§ **Given problem a**
Return the stretch of the passage on knowledge from "Friday 1 May" through "student, for instance." without changing a word.

I don't know enough about Taiji and qi (chi, energy) but these excercises certainly energise; and doing more energised more. I felt great! So in the afternoon I did more gardening than usual. Mistake: my habits of thought and movement were still their usual unhelpful selves and more activity just drained me more. (Another lesson in the fact that we are whole persons and that shortcuts are not fixes.)

The problem was not the excess Taiji but my mental commentary. It was extra: not only unnecessary but (like sugar and salt) potentially damaging. And it occurred to me we don't need knowledge to live! In fact, it gets in the way.

Disembodied knowledge

Of course knowledge is essential for the science and technology we mistake for "civilization". We believe we must know things in our heads to understand the world and our ability to function within it. An awareness of how symbols (sometimes words, sometimes wordless images) connect to other concepts and implications is certainly one form of understanding. But there is another way.

Consider "tea with sugar". We may have a mental awareness of what we know as "tea", and how we remember "sugar" affecting it. Alternatively, we can embrace the real world that occasionally includes tea and sugar (or references to it). When we need to understand "tea with sugar" there will be something in the Present Moment bringing that to our awareness (often the tea itself). How can we have a need for something without being aware of needing it? Everything we require is present, literally, and we can be conscious of it if we choose.

Incarnate comprehension

A famous roboticist, Rodney Brooks, made history in the world of AI (Artificial Intelligence) when he demonstrated that the world is its own best model. For us too, the world as it is, is sufficient. Accumulated memories and complex webs of connections are unnecessary baggage, unless we want to live someplace other than the present. Surely imagining we live in an insubstantial flicker sandwiched between a hefty past and a real future is to live in a dream world. It is a kind of madness to evade the obvious — our only be-ing is the eternal Now.

True understanding is an involved corporeal consciousness; an awareness of how things "fit", along with the consequences of that dynamic equilibrium. We may build a model in our heads but that is just a poor copy of the real thing. The important word is involved. On the occasions we visit "reality" it seems too limited for our sophisticated lives. That's partly because we confuse sophistication with living, and partly because we simply visit it.

The third person view required of science can never produce genuine understanding because it stays detatched, never embracing its subject. The world is already embracing us despite our resistance. As we return that embrace our interdependence means we are inseperable; to remove the other is to cut away part of ourselves, and vice versa. Instead, in our poverty, we gather scraps of "understanding" and piece them together as best we can. How misguided to be proud of such "knowledge"!

Alan Watts used to talk of going to a restaurant, seeing all the good things described on the menu, then eating the menu. Understanding only comes as we eat the food. And it departs as easily when something else arises in this wondrous, eternal present we live in. Travel light.

Friday 1 May 2009

Practice

Practice means "to do". I am thinking of spiritual practice here. But the same is true of a doctor's practice: it is what they do. We expect that a lifetime of doing means we get better at it, but the "getting better" is quite different from the advancement expected from a student, for instance.

§ **Records to use**
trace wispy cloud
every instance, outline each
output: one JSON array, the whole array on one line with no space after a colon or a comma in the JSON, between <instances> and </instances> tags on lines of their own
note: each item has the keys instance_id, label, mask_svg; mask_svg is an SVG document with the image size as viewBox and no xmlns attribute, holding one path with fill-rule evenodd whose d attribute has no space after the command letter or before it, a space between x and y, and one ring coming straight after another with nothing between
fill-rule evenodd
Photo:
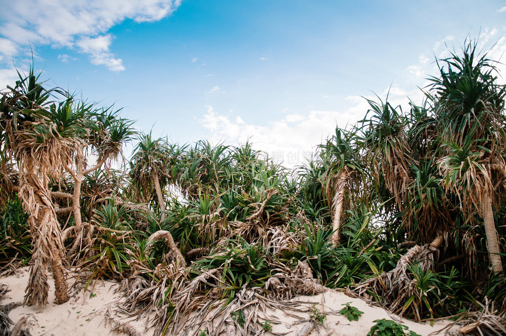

§ **Given problem b**
Retype the stretch of the listing from its first line through the line containing "output: one JSON", and nothing more.

§ **Complete response a**
Friday 1 May 2009

Practice

Practice means "to do". I am thinking of spiritual practice here. But the same is true of a doctor's practice: it is what they do. We expect that a lifetime of doing means we get better at it, but the "getting better" is quite different from the advancement expected from a student, for instance.

§ **Complete response b**
trace wispy cloud
every instance, outline each
output: one JSON array, the whole array on one line with no space after a colon or a comma in the JSON, between <instances> and </instances> tags on lines of their own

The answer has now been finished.